■ **Aufgabe 1**:
Beantworten Sie anhand des Lesetexts die folgenden Fragen:
(a) An welchem Datum überwies der Grosse Rat den Anzug dem Regierungsrat zum Bericht?
(b) Ab der Steuererklärung für welches Jahr änderte die Steuerverwaltung Basel-Stadt ihre Besteuerungspraxis?
(c) Unter welcher Rubrik müssen die Einnahmen aus Einspeisevergütungen für Photovoltaikanlagen neu aufgeführt werden?
■ **Aufgabe 2**: Fassen Sie den Absatz des Lesetexts, der mit „Der Anzug nahm Meldungen“ beginnt, als Stichpunktliste zusammen. Die wesentlichen Fakten müssen erhalten bleiben.
■ **Aufgabe 3**: Nennen Sie alle vollständigen Datumsangaben mit Tag, Monat und Jahr, die im Lesetext vorkommen.

■ **Lesetext**:
· · ·

Heidi Mück und Andreas Zappalà haben einen Anzug formuliert, der von diversen Grossrätinnen und Grossräten aus verschiedenen Fraktionen unterzeichnet und vom Grossen Rat an seiner Sitzung vom 23. März 2022 dem Regierungsrat zum Bericht überwiesen wurde.

Meldung von Hauseigentümern über Änderung der Besteuerung
Der Anzug nahm Meldungen von Hauseigentümerinnen und Hauseigentümern auf, wonach die Steuerverwaltung Basel-Stadt per Steuererklärung für das Jahr 2020 die Besteuerungspraxis bezüglich der Einnahmen aus Einspeisevergütungen aus Photovoltaikanlagen geändert hat. Neu müssen die Einnahmen aus Einspeisevergütungen für Photovoltaikanlagen unter «übrige Einkünfte» aufgeführt und versteuert werden. Die Steuerbehörde begründet die Änderung der Besteuerungspraxis mit einem Bundesgerichtsurteil vom 16. September 2019 (2C_510/2017 bzw. 2C_511/2017) und nennt als gesetzliche Grundlage für diese Besteuerung die sogenannte Einkommensgeneralklausel, die sich für das kantonale Recht in § 17 des Gesetzes über die direkten Steuern (StG) vom 12. April 2000 und für das Bundesrecht in Art. 16 des Bundesgesetzes über die direkte Bundessteuer (DBG) vom 14. Dezember 1990 findet.

· · ·

■ **Bereitgestelltes Material**:

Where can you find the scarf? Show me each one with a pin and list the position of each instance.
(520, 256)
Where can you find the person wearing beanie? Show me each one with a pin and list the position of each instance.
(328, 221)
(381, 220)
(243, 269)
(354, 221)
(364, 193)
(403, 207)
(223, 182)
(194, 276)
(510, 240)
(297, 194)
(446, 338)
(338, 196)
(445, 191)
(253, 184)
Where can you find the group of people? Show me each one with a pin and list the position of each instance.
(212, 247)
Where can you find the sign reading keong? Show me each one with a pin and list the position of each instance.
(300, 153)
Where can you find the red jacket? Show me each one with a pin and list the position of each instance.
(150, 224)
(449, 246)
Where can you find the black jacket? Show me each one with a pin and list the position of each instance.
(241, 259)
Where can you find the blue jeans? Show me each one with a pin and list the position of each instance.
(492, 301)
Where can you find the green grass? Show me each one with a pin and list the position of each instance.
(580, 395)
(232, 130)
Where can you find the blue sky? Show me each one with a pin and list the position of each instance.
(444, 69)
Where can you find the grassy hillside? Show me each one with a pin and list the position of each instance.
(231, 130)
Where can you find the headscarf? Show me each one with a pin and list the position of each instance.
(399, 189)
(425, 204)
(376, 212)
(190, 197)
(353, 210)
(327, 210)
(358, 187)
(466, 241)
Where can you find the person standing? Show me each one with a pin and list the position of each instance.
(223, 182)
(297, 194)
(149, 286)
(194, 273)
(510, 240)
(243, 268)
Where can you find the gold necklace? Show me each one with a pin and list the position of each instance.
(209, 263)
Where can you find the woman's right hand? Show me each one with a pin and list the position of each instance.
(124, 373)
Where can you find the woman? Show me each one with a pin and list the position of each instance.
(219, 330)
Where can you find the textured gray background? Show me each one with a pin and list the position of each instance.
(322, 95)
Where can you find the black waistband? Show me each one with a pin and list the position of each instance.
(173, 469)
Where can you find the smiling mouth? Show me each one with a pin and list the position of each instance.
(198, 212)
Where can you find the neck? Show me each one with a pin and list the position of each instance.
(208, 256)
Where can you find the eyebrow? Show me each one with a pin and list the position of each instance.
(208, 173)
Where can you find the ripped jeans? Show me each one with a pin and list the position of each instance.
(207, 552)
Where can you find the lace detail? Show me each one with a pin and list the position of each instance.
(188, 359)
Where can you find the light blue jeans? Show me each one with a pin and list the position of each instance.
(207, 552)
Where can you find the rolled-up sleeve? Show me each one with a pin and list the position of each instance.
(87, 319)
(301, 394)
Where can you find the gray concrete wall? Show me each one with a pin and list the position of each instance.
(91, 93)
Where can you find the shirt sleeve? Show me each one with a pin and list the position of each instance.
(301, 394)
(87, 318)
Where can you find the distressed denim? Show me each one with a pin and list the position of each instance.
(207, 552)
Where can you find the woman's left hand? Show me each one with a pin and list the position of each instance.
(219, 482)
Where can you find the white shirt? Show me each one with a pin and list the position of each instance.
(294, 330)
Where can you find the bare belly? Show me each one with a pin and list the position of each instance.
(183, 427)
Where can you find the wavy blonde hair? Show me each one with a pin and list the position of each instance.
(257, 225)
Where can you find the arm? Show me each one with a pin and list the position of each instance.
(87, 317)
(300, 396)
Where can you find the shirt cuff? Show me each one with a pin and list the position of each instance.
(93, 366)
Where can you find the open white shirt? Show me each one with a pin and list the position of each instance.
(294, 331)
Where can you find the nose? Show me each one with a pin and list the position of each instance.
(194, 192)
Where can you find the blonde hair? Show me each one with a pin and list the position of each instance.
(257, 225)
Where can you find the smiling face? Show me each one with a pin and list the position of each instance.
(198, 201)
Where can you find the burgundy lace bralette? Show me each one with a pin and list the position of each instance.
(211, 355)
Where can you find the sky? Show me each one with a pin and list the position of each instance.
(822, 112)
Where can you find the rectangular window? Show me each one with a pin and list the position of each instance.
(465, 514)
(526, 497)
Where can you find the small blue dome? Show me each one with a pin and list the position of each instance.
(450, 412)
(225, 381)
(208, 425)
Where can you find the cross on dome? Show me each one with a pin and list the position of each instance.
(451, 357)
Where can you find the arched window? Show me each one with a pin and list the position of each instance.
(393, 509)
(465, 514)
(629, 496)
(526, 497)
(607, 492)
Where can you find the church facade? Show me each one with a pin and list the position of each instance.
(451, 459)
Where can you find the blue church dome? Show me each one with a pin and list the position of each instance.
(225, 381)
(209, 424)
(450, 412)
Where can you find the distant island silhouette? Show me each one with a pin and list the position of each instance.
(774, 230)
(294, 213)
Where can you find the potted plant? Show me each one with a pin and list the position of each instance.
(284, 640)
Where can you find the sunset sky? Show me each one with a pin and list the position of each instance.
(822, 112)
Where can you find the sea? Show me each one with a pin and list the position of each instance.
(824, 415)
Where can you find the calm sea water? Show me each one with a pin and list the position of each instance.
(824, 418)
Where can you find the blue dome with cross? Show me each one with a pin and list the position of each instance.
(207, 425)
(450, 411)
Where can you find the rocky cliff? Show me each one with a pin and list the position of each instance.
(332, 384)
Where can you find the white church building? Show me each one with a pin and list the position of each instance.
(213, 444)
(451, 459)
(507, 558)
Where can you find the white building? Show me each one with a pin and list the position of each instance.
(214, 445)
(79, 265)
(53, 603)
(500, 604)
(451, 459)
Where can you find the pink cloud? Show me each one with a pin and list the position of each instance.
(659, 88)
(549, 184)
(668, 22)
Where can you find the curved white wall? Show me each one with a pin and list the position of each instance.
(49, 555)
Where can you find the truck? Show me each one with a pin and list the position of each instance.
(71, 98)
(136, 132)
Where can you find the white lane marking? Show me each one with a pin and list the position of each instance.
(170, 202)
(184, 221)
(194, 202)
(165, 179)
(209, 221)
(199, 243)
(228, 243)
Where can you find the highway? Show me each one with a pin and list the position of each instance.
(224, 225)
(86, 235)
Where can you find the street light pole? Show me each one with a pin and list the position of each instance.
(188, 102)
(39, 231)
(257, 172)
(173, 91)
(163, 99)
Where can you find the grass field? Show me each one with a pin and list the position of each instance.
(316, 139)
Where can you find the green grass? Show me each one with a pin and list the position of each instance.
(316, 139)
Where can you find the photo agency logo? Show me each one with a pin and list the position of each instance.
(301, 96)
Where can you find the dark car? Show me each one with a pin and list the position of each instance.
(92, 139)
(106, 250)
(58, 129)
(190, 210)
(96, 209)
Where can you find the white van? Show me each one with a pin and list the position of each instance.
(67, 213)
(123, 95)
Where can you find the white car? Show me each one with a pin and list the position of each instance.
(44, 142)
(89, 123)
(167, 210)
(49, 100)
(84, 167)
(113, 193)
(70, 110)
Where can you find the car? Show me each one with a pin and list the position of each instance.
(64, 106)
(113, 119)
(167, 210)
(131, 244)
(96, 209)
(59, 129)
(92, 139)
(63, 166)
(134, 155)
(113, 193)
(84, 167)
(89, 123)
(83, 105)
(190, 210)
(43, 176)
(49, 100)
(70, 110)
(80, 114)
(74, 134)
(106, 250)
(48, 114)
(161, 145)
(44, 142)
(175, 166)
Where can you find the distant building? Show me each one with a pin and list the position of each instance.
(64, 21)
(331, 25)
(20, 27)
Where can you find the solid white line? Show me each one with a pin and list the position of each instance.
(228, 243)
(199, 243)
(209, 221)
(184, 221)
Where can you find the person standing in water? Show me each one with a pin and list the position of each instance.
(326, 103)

· · ·

■ **Richtige Antwort 1**:
(a) Am 23. März 2022.
(b) Ab der Steuererklärung für das Jahr 2020.
(c) Unter «übrige Einkünfte».

■ **Richtige Antwort 2**:
- Anlass: Meldungen von Hauseigentümerinnen und Hauseigentümern
- Die Steuerverwaltung Basel-Stadt hat ab der Steuererklärung 2020 die Besteuerungspraxis für Einnahmen aus Einspeisevergütungen aus Photovoltaikanlagen geändert.
- Diese Einnahmen müssen neu unter «übrige Einkünfte» aufgeführt und versteuert werden.
- Begründung der Steuerbehörde: Bundesgerichtsurteil vom 16. September 2019 (2C_510/2017 bzw. 2C_511/2017)
- Gesetzliche Grundlage: Einkommensgeneralklausel, kantonal in § 17 StG vom 12. April 2000, bundesrechtlich in Art. 16 DBG vom 14. Dezember 1990

■ **Richtige Antwort 3**:
- 23. März 2022
- 16. September 2019
- 12. April 2000
- 14. Dezember 1990